=== Passage to read ===

Random Fourier Attention (RFA) [7] provides a way to approximate shift-invariant kernels using random features, enabling linear-time computation.

Bochner’s theorem characterizes continuous, shift-invariant, positive-definite kernels on $\mathbb{R}^d$ (the more general case covers locally compact abelian groups, but we focus on $\mathbb{R}^d$ for simplicity):

Theorem (Bochner). A continuous, shift-invariant kernel $\kappa(x,y)=\kappa(x-y)$ on $\mathbb{R}^d$ is positive definite iff it is the Fourier transform of a non-negative measure $\mu.$
$$ \kappa(z) = \int_{\Omega} e^{-i\langle z, \omega \rangle} d\mu(\omega) $$

That is, there exists a non-negative measure $\mu$ such that

$$ \begin{aligned} \kappa(x-y) &= \int_{\Omega} e^{-i\langle x-y, \omega \rangle} d\mu(\omega) = \mathbb{E}_{\omega \sim \mu} \left[ e^{-i\langle x-y, \omega \rangle}\right] \\ &= \mathbb{E}_{\omega \sim \mu} \left[ \cos(\langle x-y, \omega \rangle) \right] \\ &= \mathbb{E}_{\omega \sim \mu} \left[ \begin{pmatrix}\cos(\langle x, \omega \rangle) \\ \sin(\langle x, \omega \rangle) \end{pmatrix}^\top \begin{pmatrix}\cos(\langle y, \omega \rangle) \\ \sin(\langle y, \omega \rangle) \end{pmatrix} \right] \end{aligned}\tag{1} $$

where we can obtain $\mu$ as the inverse Fourier transform of $\kappa$. Indeed, if we assume that $\kappa$ is the Gaussian kernel:

$$ \kappa(z) = \exp\left(-\frac{\|z\|^2}{2\sigma^2}\right) $$

then we have:

$$ \mu(\omega) = \frac{1}{(2\pi)^d} \int_{\mathbb{R}^d} \kappa(z) e^{-i\langle z, \omega \rangle} dz = (2\pi)^{-d/2}\sigma^d \exp\left(-\frac{\sigma^2 \|\omega\|^2}{2} \right) = \mathcal{N}(\omega; 0, \sigma^{-2} I) $$

Therefore, we can approximate (1) with a feature map:

$$ \phi(x) = \frac{1}{\sqrt{N}} [\sin(\omega_1^\top x),\dots, \sin(\omega_N^\top x), \cos(\omega_1^\top x),\dots, \cos(\omega_N^\top x)]^\top $$

where $\omega_1, \dots, \omega_N \stackrel{i.i.d.}{\sim} \mu$. By the law of large numbers, the error goes to zero at rate $\mathcal O(1/\sqrt{N})$ as $N\to\infty$.

=== Data for processing ===

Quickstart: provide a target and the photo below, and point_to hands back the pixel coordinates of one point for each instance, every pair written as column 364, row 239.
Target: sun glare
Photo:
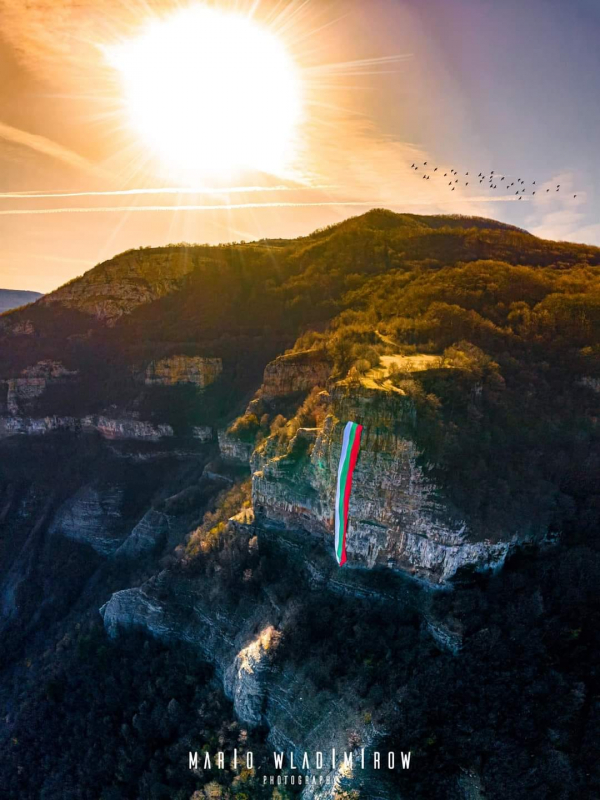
column 211, row 92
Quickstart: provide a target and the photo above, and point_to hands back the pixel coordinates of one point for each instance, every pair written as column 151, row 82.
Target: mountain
column 13, row 298
column 170, row 426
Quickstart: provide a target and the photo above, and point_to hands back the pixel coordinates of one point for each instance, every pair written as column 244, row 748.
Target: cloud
column 49, row 195
column 418, row 204
column 44, row 146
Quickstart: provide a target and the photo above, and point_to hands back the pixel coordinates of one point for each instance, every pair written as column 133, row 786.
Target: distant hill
column 13, row 298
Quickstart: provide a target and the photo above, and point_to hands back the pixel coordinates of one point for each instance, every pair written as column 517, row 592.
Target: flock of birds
column 493, row 180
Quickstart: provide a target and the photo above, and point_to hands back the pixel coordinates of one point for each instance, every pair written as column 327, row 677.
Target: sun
column 211, row 92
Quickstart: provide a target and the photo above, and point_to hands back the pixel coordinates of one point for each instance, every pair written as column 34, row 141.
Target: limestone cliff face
column 32, row 383
column 195, row 370
column 397, row 516
column 234, row 449
column 241, row 642
column 295, row 372
column 92, row 516
column 108, row 428
column 116, row 287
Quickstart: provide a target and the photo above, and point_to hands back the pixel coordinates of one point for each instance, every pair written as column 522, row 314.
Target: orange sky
column 383, row 89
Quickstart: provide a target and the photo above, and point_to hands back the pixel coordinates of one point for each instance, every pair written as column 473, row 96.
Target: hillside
column 13, row 298
column 170, row 426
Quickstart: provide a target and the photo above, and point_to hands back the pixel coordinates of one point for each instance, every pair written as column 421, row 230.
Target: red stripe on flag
column 348, row 487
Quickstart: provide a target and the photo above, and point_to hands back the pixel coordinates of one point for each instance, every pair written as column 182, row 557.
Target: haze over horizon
column 463, row 85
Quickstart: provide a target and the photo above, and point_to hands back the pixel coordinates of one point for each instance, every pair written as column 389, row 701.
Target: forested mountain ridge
column 193, row 398
column 13, row 298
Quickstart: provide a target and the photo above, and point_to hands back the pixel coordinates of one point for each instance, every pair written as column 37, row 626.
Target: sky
column 92, row 165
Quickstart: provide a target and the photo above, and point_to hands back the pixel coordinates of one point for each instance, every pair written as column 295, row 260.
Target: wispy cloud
column 239, row 206
column 44, row 146
column 183, row 190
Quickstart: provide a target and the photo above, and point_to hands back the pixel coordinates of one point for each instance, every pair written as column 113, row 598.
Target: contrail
column 240, row 206
column 45, row 146
column 33, row 195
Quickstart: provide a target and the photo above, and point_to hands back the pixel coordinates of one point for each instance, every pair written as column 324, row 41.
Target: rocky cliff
column 398, row 517
column 122, row 284
column 195, row 370
column 127, row 428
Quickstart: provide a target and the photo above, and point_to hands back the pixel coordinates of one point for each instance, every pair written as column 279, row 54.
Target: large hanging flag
column 350, row 448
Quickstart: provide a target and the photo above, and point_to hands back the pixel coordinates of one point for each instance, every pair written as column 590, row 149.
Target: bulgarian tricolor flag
column 350, row 448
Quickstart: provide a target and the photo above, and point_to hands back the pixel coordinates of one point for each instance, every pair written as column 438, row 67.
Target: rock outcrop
column 240, row 642
column 233, row 449
column 195, row 370
column 398, row 517
column 32, row 383
column 295, row 372
column 120, row 285
column 147, row 536
column 109, row 428
column 93, row 516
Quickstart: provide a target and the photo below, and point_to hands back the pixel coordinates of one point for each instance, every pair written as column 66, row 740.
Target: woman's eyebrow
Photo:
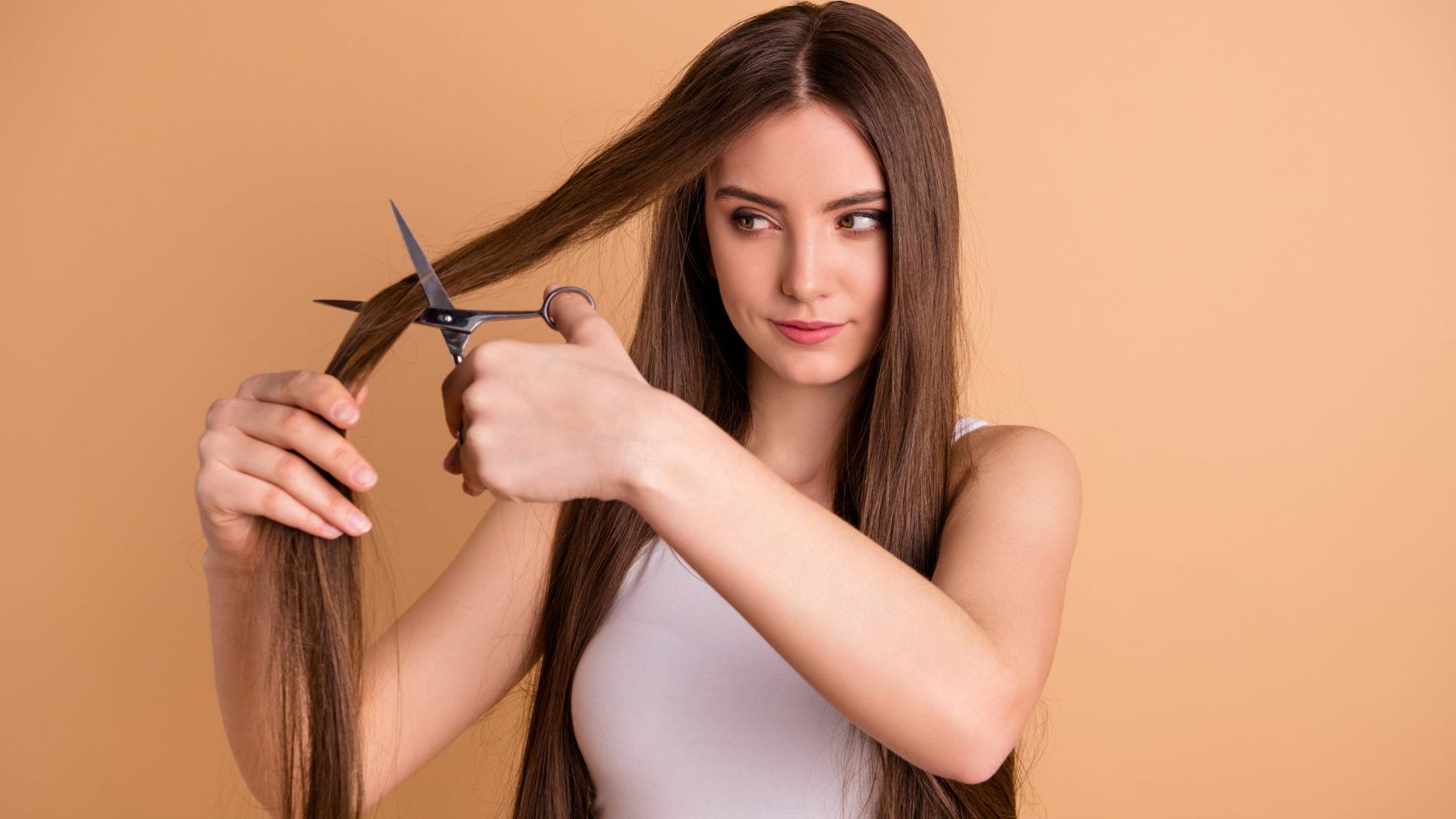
column 857, row 198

===

__Instructions__
**1)** Answer these questions from the passage on Random Fourier Attention.
(a) What kind of kernels does RFA approximate using random features?
(b) According to Bochner's theorem, a continuous, shift-invariant kernel is positive definite if and only if it is the Fourier transform of what?
(c) At what rate does the error go to zero as N grows?
**2)** In the records, starting at the line that contains "324, row 41." and ending at the line that contains "column 127, row 428", substitute "rock face" for "rocky cliff". Give only those lines, with everything else unchanged.
The text and the records were taken from unrelated sources.

__Responses to the exercise__
**1)**
(a) Shift-invariant kernels.
(b) A non-negative measure μ.
(c) O(1/√N).

**2)**
Quickstart: provide a target and the photo above, and point_to hands back the pixel coordinates of one point for each instance, every pair written as column 324, row 41.
Target: rock face
column 398, row 517
column 122, row 284
column 195, row 370
column 127, row 428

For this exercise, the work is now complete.